» Directions: Update the passage below on tactical defensive training. Give it again between "Thus, to improve" and "actual action capabilities.", inclusive, with "training tasks" changed to "practice drills" throughout.

» Text passage:
┌────────

Thus, to improve players’ tactical defensive behavior, it is required that the design of training tasks exposes players to game contexts that sample the perceptual-motor and strategic demands of competition according to the level of players (Travassos et al., 2012b; Xavier de Andrade, 2019). That is, training tasks and the consequent main goals should highlight perceptual, action, and strategic requirements of players’ actions according to players’ development and actual action capabilities.

In the last few decades, based on ecological dynamics approach, non-linear pedagogy (NLP) have emerged with the goal to promote a holistic approach through the use of small-sided and conditioned games (SSCGs) (Chow et al., 2016). The use of SSCG allows coaches to optimize specific tactical defensive and offensive behaviors of players by breaking the game in specific game subunits, i.e., GK + 1 × 1 + GK until GK + 3 × 3 + GK (Sampaio and Maçãs, 2012) instead of replicating the general demands play of real match (Aguiar et al., 2012; Sarmento et al., 2018). In line with this, coaches should go from simplified units with low number of players, to highlight the informational constraints that promote the development of defensive foundations of players, to more complex units until the numerical relation of the game to develop the game principles and strategic requirements that support collective behavior of teams according to the perceptual and action demands of competition. As such, modifying the number of players during the SSCG can lead to different opportunities for action.

└────────

» Dataset extract:
┌────────

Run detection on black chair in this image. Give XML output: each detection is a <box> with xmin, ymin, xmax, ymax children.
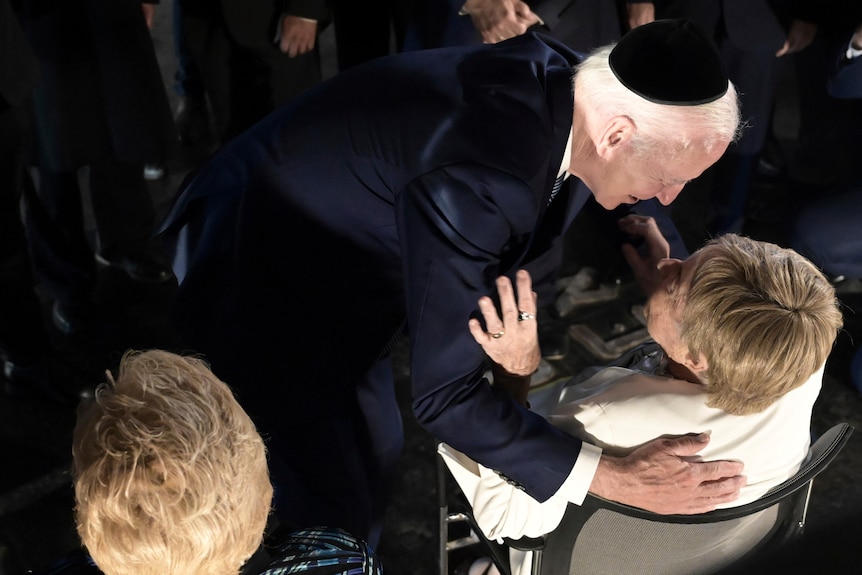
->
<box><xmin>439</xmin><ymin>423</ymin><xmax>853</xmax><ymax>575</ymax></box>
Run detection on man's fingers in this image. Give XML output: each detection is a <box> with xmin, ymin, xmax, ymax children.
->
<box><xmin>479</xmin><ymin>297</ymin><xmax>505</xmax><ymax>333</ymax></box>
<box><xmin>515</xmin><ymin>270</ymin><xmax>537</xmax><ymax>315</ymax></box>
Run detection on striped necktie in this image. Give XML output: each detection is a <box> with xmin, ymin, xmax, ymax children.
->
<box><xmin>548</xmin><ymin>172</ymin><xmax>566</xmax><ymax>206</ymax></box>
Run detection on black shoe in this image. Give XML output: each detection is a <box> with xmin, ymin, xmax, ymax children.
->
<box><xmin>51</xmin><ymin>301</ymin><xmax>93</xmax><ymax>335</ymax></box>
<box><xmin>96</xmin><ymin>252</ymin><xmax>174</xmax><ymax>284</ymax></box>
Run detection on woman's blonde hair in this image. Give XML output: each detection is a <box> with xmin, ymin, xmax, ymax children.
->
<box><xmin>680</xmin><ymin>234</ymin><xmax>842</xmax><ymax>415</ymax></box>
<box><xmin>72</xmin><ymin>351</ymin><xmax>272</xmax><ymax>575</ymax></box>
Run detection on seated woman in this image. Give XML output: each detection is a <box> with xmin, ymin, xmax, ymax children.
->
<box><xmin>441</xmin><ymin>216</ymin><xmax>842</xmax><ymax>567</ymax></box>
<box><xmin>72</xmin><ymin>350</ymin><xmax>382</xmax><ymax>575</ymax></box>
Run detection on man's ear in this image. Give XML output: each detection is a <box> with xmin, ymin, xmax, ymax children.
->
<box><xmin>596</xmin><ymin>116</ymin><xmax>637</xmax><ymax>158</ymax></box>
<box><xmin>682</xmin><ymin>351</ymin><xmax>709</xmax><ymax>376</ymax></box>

└────────
┌────────

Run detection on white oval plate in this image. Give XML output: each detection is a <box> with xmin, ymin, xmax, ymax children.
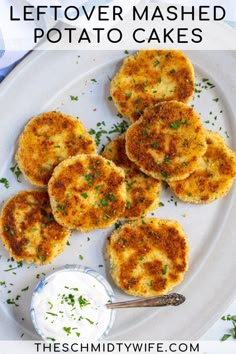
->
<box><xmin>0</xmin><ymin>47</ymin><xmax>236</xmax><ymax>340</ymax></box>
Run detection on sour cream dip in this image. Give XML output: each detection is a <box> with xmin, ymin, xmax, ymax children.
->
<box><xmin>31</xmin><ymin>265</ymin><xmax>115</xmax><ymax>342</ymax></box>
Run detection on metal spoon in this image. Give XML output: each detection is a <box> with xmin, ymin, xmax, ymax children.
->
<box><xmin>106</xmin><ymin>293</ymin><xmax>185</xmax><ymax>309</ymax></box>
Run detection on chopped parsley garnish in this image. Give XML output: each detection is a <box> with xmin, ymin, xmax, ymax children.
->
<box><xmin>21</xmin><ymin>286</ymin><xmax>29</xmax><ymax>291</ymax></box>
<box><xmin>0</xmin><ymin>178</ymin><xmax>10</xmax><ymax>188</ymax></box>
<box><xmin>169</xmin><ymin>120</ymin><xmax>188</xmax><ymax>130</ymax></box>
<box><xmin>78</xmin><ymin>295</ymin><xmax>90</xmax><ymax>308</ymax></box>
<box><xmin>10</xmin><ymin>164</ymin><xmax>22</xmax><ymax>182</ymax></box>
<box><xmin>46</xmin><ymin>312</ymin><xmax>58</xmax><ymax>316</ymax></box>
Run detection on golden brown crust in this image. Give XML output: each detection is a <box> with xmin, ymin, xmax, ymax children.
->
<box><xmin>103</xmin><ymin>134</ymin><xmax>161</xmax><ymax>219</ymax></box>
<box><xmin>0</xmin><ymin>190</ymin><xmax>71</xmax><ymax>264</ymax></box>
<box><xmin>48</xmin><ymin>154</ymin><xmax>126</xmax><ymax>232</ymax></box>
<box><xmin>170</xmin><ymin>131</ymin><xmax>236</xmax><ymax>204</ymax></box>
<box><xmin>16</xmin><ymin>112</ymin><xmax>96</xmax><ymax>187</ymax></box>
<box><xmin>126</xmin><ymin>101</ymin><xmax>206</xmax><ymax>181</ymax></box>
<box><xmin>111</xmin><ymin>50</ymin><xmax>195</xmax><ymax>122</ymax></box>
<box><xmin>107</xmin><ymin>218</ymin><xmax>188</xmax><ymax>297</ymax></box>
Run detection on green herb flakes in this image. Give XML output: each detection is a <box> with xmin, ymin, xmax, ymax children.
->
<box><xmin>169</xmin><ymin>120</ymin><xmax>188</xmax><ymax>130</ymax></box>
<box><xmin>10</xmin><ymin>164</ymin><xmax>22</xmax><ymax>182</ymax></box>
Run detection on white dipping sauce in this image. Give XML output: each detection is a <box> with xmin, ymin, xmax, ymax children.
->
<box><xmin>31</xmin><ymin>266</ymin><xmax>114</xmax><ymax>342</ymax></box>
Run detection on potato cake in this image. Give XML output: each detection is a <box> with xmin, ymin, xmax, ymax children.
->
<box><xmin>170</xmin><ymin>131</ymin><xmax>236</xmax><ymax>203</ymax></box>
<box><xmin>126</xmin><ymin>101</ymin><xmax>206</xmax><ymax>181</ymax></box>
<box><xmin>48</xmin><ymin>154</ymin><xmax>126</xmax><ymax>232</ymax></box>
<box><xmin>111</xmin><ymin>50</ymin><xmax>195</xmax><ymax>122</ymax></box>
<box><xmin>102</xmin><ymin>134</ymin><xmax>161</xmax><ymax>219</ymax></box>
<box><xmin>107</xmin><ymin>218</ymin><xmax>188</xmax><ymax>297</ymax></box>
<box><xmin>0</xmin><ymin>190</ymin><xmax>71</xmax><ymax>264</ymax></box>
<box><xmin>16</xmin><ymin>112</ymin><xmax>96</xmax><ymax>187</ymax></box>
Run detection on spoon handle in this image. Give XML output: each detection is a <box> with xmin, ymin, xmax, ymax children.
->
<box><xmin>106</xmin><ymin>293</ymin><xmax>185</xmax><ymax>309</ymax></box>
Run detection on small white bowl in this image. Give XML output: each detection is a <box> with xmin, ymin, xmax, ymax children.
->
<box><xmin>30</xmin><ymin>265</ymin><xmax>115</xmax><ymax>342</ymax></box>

└────────

» Exercise solution:
Thus, to improve players’ tactical defensive behavior, it is required that the design of practice drills exposes players to game contexts that sample the perceptual-motor and strategic demands of competition according to the level of players (Travassos et al., 2012b; Xavier de Andrade, 2019). That is, practice drills and the consequent main goals should highlight perceptual, action, and strategic requirements of players’ actions according to players’ development and actual action capabilities.